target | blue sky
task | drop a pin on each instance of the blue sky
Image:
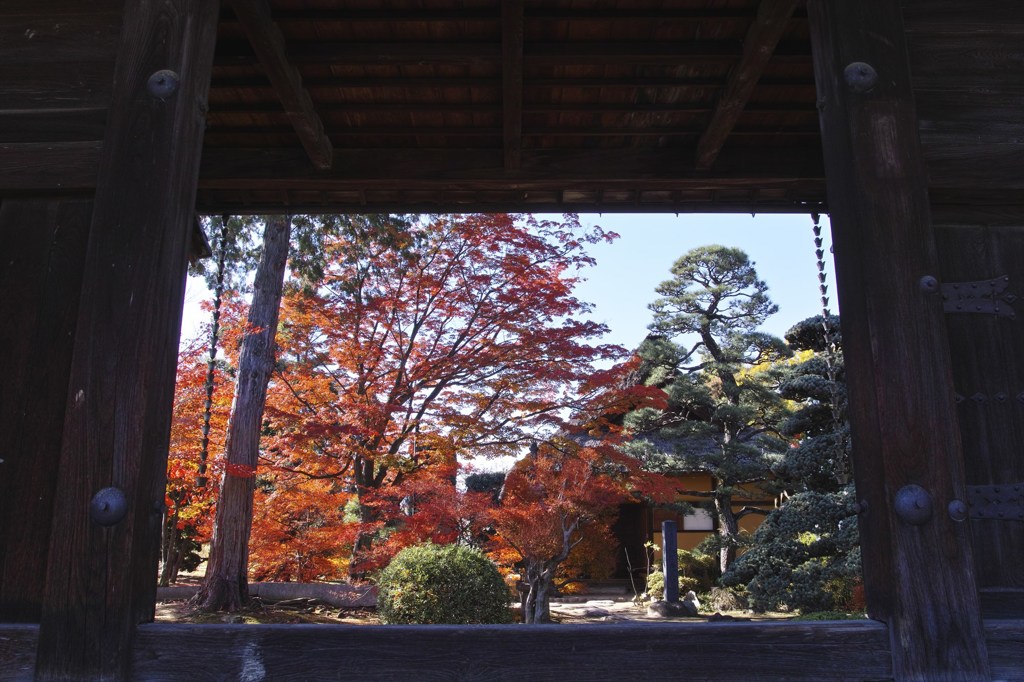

--

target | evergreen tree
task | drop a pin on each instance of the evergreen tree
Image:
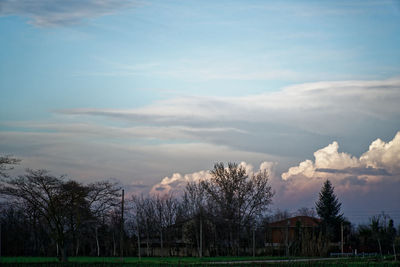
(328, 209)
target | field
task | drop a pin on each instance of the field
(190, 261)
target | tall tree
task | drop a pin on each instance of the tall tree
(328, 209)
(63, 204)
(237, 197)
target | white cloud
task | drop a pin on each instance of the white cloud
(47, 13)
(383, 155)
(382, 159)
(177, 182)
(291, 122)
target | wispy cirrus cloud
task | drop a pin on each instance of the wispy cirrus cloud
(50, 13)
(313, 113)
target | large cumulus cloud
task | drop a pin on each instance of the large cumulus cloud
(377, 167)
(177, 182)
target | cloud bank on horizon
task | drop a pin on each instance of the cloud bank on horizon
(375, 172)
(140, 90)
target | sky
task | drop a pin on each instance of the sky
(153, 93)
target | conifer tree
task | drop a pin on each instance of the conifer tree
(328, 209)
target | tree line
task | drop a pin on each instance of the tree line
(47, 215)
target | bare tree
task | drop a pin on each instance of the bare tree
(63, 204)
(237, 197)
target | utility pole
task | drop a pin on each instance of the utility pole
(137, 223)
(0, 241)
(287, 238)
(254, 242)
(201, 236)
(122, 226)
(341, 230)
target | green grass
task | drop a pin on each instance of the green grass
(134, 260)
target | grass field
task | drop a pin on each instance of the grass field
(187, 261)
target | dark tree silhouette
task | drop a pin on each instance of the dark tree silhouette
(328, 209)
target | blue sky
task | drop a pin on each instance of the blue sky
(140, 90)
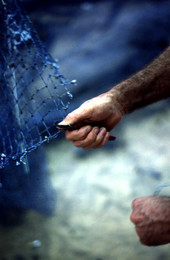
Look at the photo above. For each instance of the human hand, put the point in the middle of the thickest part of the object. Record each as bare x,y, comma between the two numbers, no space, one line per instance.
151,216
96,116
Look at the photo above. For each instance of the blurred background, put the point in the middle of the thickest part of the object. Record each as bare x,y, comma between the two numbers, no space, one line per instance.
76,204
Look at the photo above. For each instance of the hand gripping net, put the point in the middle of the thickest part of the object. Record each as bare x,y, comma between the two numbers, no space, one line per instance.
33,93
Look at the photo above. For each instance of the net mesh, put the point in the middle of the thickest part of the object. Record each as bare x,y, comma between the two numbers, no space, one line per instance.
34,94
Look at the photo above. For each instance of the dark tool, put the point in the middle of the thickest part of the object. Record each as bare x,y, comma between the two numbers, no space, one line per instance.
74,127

> **EXERCISE PROMPT**
Using the records above, copy word for word the line with "target | wispy cirrus cloud", the line with "target | utility pole", and every line between them.

> **RESULT FOR THIS EXERCISE**
target | wispy cirrus cloud
task | drop a pin on each instance of the wispy cirrus cloud
(50, 13)
(313, 113)
target | large cumulus cloud
task | drop a pin on each instance of the large cumulus cloud
(377, 167)
(177, 182)
target | cloud bank on horizon
task | drop a pin on each instance of the cloud bank on horizon
(375, 172)
(140, 90)
target | sky
task | drop a pin on each instance of the sky
(153, 93)
target | conifer tree
task | drop a pin on each instance of the conifer tree
(328, 209)
target | tree line
task | drop a pin on each instance of the tree line
(47, 215)
target | bare tree
task | drop a pin on each instance of the bare tree
(63, 204)
(237, 197)
target | utility pole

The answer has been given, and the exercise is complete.